**PAGE**:
* begin *

People embrace new when new is better. It is that simple.

When something has not managed to get traction in a couple of years it is not due to the stubborness of the people, it is because of a **** product.

No. It is down to stubbornness. If developers and others using certain terminal emulators are complaining because they don’t have a physical function row I can understand that but not for crap like changing the volume or pressing play.

The control strip is fine. It has everything you need. When playing back video/audio you can easily scrub through it which is fantastic. This is much more versatile than the old keys. Buy a Magic Keyboard for home use if you don’t like it or go with the weaker MBA or 2017 base 13”.
 
No. It is down to stubbornness. If developers and others using certain terminal emulators are complaining because they don’t have a physical function row I can understand that but not for crap like changing the volume or pressing play.

The control strip is fine. It has everything you need. When playing back video/audio you can easily scrub through it which is fantastic. This is much more versatile than the old keys. Buy a Magic Keyboard for home use if you don’t like it or go with the weaker MBA or 2017 base 13”.

Or, you know, the controlstrip is gimmicky ******** and the butterfly keyboard is worthless. Lets see what Apple sales and re-design tell us, shall we? We can have this discussion in a year.
 
Or, you know, the controlstrip is gimmicky ******** and the butterfly keyboard is worthless. Lets see what Apple sales and re-design tell us, shall we? We can have this discussion in a year.

I don’t care what the masses think. Take a look at the current top 40 chart and what the masses think is good music. I’ve read dozens and dozens of comments of people attacking the current MBPs for not being “pro enough” yet picking up a 2015 rMBP or a damn MBA! So what was pro? Type-A ports and an SD card slot? :rolleyes:

The 2018 and 2019 keyboards were already a huge improvement over the original 2015 design yet the same people manage to break it again and again while my 2016 15” still has its original keyboard in perfect condition. Then again I’m a clean person and don’t eat crap while using a computer.
 
No!... what about giving people choice. ? its the same when displays moved from matte to glossy.

"things not getting stuck in between keys' is a manner of preference.. All you gotta do is not eat over a keyboard.

Lucky,for me i don't buy anything from Apple no more, except cables...

* end *

**RECORDED INFORMATION**:
* begin *

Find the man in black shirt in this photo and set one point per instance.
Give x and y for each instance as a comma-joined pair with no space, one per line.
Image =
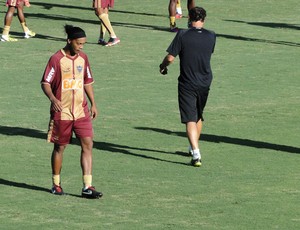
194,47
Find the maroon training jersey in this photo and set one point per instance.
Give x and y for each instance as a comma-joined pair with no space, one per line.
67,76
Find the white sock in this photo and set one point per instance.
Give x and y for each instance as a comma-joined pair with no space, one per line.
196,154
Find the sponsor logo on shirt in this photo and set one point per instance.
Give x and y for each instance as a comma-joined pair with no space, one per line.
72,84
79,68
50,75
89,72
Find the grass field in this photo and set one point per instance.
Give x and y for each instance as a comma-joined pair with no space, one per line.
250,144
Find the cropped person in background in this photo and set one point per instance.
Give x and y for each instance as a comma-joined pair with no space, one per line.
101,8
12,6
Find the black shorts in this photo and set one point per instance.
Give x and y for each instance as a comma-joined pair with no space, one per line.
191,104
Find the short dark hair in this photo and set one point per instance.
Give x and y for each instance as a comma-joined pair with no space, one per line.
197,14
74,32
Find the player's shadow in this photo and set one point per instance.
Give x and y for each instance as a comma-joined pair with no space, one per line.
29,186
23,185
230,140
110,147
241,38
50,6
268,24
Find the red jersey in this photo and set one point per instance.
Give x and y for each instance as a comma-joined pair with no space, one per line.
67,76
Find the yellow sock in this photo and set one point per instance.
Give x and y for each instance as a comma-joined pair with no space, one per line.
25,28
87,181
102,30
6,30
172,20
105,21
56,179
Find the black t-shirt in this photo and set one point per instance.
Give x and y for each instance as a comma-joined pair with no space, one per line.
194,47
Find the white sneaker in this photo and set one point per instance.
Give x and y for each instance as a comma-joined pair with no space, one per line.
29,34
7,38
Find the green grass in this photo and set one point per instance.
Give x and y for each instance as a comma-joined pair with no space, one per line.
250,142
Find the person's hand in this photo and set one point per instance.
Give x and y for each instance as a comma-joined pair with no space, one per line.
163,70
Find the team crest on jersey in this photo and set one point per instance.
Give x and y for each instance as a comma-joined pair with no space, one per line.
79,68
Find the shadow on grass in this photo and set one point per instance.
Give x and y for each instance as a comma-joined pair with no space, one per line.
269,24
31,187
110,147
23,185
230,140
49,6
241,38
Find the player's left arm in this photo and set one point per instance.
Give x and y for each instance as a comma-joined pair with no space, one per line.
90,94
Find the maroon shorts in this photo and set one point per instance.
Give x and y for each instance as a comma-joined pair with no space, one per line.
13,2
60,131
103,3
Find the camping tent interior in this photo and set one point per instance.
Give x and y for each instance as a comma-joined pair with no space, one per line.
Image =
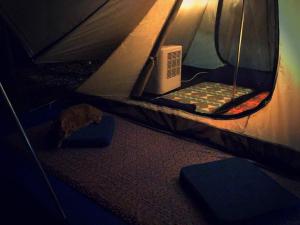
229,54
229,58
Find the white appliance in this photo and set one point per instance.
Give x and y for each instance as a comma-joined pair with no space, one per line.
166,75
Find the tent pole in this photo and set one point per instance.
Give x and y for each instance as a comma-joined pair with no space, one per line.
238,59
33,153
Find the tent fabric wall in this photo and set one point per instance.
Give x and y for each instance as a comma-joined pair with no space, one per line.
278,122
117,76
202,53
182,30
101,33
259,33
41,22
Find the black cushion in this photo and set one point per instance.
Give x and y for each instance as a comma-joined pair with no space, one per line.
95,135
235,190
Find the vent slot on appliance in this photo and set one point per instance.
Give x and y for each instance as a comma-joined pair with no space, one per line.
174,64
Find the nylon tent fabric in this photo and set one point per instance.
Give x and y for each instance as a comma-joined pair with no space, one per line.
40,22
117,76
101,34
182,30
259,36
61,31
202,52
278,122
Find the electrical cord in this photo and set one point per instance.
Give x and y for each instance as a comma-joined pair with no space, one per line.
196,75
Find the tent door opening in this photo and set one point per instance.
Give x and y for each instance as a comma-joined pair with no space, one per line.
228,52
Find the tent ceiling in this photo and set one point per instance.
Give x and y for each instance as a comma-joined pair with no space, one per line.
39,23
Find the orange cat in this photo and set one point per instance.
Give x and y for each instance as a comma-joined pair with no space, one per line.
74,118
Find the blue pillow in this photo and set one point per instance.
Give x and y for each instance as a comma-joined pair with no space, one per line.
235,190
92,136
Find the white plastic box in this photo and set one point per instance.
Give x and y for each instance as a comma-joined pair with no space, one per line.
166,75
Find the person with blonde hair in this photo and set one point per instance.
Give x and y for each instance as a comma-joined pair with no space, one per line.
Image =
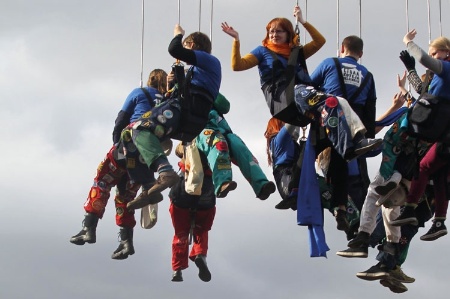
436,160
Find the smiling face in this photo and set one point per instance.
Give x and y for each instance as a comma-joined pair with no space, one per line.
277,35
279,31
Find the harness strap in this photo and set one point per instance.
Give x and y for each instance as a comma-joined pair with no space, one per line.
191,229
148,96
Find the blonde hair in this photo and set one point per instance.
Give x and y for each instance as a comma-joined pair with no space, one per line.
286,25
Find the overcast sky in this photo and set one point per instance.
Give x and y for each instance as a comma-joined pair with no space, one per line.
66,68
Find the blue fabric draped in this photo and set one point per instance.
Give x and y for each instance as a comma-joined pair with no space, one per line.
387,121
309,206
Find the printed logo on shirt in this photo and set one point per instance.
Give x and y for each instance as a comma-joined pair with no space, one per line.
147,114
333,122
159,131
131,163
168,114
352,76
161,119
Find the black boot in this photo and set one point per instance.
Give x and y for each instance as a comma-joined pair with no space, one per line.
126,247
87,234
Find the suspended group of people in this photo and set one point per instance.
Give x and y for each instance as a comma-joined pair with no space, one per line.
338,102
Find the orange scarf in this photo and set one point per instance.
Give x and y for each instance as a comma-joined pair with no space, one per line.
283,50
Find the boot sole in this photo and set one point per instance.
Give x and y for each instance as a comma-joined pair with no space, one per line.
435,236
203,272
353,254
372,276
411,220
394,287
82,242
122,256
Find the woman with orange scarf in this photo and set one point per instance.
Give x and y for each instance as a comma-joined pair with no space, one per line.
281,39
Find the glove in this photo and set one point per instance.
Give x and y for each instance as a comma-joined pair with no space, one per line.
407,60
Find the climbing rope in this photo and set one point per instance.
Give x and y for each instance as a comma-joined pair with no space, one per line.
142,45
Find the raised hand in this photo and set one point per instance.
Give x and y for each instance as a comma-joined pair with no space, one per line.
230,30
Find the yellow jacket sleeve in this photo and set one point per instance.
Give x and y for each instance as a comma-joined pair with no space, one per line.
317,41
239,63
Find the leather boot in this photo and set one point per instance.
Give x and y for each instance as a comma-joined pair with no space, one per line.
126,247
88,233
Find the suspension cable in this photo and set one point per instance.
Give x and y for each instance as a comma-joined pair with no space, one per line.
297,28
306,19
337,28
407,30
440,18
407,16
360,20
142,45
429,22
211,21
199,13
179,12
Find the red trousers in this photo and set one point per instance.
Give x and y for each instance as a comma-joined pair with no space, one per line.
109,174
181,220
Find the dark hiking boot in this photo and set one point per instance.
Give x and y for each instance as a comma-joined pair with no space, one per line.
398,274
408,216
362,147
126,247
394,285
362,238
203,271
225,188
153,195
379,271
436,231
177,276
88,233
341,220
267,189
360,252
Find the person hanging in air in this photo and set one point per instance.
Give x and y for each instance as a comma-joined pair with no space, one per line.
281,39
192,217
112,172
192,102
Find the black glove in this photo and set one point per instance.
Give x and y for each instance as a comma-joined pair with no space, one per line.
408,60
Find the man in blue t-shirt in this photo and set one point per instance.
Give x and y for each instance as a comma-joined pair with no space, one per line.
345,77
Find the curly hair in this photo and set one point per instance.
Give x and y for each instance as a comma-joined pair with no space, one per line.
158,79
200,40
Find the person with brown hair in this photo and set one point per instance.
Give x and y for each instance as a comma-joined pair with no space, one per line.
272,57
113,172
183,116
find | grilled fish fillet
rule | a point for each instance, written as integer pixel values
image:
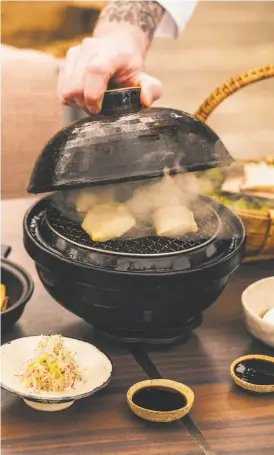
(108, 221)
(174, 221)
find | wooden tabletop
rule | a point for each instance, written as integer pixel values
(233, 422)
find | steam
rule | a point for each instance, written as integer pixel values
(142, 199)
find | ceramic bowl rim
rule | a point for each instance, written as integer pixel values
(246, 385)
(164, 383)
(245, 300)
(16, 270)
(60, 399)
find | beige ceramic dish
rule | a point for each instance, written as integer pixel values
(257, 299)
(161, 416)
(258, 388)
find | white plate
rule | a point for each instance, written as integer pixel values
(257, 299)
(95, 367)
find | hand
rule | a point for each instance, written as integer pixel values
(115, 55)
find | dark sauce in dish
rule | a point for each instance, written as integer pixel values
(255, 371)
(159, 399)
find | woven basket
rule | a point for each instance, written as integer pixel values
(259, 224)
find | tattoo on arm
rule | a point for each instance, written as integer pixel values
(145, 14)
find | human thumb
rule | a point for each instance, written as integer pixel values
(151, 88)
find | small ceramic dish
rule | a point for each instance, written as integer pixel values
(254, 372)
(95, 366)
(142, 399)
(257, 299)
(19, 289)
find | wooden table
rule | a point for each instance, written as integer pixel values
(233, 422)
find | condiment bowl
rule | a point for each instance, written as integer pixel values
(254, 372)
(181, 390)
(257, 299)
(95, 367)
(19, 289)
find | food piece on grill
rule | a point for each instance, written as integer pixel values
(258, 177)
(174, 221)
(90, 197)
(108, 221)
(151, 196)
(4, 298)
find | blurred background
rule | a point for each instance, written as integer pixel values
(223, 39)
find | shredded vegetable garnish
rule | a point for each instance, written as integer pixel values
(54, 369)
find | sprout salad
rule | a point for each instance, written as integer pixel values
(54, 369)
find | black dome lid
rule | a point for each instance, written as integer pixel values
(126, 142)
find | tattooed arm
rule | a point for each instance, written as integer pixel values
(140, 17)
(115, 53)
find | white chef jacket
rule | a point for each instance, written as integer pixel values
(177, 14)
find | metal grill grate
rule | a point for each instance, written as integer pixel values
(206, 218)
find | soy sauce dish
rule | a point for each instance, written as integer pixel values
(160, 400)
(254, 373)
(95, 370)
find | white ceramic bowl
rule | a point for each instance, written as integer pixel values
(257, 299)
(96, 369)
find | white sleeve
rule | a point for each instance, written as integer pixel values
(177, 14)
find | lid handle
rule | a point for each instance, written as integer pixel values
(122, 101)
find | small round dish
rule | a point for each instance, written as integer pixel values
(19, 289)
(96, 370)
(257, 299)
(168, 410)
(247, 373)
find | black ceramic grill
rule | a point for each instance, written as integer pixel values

* end *

**REQUIREMENTS**:
In the keyboard discussion, what does one commenter say is still in perfect condition on their 2016 15” model? The records have nothing to do with the keyboard discussion.

**RESULT OF THIS TASK**:
Its original keyboard.